*Assigned task*:
The answer should reproduce the listing below character for character.

*Provided data*:

● ● ● ●

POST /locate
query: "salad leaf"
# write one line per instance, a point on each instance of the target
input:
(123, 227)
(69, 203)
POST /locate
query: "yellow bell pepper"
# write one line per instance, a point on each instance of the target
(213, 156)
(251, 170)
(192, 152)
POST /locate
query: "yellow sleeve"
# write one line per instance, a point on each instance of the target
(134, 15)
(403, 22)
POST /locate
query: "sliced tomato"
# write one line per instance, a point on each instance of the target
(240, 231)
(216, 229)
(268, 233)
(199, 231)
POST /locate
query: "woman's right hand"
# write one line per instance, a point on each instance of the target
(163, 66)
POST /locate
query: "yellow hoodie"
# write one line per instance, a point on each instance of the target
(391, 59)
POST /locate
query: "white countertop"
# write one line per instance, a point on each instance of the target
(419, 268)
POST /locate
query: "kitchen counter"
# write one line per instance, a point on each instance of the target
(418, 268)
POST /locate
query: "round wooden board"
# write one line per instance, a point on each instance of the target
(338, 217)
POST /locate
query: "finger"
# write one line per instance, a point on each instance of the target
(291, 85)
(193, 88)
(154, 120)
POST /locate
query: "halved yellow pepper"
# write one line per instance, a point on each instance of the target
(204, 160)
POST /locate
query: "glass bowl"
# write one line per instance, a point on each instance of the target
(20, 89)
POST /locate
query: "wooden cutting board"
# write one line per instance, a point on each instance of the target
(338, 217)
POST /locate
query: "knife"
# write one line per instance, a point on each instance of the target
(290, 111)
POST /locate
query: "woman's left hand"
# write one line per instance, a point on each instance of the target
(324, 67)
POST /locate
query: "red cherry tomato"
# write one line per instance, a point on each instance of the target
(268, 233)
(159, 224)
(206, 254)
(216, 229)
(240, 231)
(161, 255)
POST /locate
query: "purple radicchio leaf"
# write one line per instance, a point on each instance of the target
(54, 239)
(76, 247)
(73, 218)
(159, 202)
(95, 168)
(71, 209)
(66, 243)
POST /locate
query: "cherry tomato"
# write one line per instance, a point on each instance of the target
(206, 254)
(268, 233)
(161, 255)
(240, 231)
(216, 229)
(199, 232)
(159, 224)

● ● ● ●

*Exercise output*:
POST /locate
query: "salad leaf"
# write one line per instance, a point on each instance of the target
input:
(123, 227)
(69, 203)
POST /locate
query: "yellow bell pepper"
# write one line per instance, a point on each instance of the target
(213, 156)
(251, 170)
(192, 152)
POST /locate
query: "yellow sleeve"
# write one line per instance, a point on each instance of the target
(134, 15)
(403, 22)
POST /locate
query: "sliced tomato"
# write one line per instance, a point on each instance of the target
(240, 231)
(216, 229)
(268, 233)
(199, 231)
POST /locate
query: "woman's right hand"
# write one line per instance, a point on each instance of the target
(163, 66)
POST /locate
query: "yellow hoodie"
# write one line per instance, a point on each instance of the target
(391, 59)
POST /locate
query: "white countertop"
# write one line per instance, a point on each instance of the target
(419, 268)
POST /locate
query: "kitchen counter"
# write one line per instance, a point on each instance of the target
(418, 268)
POST /locate
query: "round wooden board"
# write one line per instance, a point on each instance of the target
(338, 217)
POST /locate
query: "finger"
# write one line per instance, a point on each instance of the target
(291, 85)
(193, 88)
(154, 120)
POST /locate
query: "halved yellow pepper"
# write one line per instance, a point on each instance of the target
(204, 160)
POST /locate
query: "glass bowl"
# write one line per instance, a point on each instance of the target
(20, 89)
POST /locate
query: "wooden cutting board"
# write one line per instance, a point on each instance of the target
(338, 217)
POST /locate
query: "knife"
# write one line per instance, a point on each instance of the target
(290, 111)
POST /locate
query: "woman's left hand"
# write one line per instance, a point on each instance of the target
(324, 67)
POST /locate
query: "red cherry tomato"
# write one line per instance, a point on each instance of the target
(268, 233)
(159, 224)
(206, 254)
(216, 229)
(240, 231)
(161, 255)
POST /locate
query: "purple radicchio leaf"
# write one line per instance, a point on each instance of the target
(54, 239)
(76, 247)
(73, 218)
(159, 202)
(95, 168)
(71, 209)
(66, 243)
POST /locate
query: "cherry tomato"
# write one line per instance, a point on each instance of the target
(206, 254)
(268, 233)
(161, 255)
(240, 231)
(216, 229)
(199, 232)
(159, 224)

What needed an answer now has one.